**Task instructions**. Work out how many lines in the records below contain the string "field", with case counting, and give only that number.

**Provided information**.
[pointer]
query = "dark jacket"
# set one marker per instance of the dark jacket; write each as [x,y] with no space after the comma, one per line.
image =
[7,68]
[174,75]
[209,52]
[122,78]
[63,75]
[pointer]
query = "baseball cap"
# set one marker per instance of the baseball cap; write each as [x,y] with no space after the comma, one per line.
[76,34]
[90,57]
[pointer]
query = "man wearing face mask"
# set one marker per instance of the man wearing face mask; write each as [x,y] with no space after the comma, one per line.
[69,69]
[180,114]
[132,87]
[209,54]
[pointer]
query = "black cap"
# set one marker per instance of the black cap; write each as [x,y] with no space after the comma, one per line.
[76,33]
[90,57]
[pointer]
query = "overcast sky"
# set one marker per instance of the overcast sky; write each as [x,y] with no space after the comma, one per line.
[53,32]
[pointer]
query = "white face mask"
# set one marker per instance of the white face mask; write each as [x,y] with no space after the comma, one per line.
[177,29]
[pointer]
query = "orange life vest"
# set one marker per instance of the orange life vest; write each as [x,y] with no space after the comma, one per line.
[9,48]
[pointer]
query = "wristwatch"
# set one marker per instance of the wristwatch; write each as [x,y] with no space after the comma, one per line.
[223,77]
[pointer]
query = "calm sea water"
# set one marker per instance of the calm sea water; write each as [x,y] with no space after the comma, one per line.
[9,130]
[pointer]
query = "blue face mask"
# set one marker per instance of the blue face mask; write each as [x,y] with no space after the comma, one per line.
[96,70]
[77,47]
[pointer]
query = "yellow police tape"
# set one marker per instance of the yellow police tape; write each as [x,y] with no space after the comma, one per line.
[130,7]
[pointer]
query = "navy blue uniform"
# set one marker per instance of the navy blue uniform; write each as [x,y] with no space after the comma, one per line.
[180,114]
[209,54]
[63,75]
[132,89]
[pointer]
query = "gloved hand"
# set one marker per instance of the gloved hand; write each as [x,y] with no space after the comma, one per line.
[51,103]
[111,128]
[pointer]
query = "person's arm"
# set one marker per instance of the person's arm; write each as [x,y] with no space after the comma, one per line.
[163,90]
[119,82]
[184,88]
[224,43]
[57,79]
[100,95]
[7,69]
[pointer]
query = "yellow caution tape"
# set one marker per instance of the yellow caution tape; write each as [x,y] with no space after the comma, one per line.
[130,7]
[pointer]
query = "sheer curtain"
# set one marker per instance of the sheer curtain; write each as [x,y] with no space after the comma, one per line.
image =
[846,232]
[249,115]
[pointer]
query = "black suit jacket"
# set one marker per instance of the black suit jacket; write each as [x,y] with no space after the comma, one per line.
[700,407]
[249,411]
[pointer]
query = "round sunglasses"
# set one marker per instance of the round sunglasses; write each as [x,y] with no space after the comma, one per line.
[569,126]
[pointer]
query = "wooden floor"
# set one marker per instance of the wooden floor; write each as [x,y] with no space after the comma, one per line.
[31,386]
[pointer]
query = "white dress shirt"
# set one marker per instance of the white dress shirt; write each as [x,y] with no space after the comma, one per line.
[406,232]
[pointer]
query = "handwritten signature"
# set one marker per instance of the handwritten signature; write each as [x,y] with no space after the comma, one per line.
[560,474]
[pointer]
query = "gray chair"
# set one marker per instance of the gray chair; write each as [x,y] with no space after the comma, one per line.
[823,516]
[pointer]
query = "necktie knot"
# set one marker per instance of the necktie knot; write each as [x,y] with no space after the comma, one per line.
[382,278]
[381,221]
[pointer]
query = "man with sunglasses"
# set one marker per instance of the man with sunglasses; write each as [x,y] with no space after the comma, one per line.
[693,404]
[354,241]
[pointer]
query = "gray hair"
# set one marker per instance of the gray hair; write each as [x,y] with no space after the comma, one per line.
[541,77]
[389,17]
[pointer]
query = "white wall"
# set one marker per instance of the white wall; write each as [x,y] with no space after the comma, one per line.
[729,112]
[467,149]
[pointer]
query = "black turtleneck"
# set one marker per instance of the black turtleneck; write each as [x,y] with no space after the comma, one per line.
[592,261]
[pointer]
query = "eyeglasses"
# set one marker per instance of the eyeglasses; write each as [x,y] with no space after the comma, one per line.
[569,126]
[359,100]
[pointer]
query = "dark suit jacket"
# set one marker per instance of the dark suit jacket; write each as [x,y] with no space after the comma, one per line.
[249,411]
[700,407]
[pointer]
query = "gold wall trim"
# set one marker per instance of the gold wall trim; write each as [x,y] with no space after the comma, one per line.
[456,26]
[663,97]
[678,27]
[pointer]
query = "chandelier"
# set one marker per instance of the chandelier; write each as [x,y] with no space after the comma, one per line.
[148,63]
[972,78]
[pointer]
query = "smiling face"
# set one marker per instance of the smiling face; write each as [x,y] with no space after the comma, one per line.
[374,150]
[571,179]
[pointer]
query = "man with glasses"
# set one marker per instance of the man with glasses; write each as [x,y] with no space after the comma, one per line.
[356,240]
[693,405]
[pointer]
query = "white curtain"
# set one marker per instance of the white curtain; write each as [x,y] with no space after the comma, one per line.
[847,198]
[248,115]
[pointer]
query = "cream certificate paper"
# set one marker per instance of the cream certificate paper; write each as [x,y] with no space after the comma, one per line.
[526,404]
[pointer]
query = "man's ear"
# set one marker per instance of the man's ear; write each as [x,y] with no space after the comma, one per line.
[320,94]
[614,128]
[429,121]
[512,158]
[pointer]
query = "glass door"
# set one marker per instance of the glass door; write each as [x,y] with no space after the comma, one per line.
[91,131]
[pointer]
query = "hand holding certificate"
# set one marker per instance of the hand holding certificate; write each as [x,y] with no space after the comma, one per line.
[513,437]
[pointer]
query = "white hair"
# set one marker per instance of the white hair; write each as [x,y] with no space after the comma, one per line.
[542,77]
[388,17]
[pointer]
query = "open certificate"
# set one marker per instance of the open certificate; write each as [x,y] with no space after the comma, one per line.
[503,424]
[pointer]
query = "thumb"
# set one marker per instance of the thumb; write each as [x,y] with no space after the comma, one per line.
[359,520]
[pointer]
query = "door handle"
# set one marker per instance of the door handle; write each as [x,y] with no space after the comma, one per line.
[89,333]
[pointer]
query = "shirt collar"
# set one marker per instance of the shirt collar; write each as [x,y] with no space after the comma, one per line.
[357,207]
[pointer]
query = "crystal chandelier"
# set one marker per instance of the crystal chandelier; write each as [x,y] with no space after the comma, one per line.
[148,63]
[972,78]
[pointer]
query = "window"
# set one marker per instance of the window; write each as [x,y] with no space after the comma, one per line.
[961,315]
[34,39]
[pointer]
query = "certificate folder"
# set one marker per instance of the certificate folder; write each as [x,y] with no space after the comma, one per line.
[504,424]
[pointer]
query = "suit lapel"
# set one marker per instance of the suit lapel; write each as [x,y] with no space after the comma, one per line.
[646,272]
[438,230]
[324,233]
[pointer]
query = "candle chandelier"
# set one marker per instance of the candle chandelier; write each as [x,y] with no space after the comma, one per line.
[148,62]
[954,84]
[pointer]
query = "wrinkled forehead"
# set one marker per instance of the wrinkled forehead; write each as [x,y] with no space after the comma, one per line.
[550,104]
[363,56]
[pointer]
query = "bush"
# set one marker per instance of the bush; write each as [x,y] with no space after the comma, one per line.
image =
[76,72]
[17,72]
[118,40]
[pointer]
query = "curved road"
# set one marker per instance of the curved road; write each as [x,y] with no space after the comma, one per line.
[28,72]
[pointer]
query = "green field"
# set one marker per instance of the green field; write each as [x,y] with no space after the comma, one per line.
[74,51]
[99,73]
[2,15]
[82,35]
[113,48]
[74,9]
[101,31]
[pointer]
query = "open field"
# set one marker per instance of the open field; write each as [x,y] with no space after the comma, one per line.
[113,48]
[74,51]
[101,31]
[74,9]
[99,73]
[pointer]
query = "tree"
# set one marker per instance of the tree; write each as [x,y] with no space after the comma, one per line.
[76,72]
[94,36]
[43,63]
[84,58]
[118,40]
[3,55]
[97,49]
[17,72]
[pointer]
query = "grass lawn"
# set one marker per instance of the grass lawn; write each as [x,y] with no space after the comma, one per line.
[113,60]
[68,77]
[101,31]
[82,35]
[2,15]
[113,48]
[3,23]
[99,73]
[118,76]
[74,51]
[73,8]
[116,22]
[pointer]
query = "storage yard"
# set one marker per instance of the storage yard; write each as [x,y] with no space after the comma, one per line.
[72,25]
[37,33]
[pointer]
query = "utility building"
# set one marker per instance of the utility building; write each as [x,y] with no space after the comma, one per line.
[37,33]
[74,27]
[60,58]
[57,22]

**Response below**. 4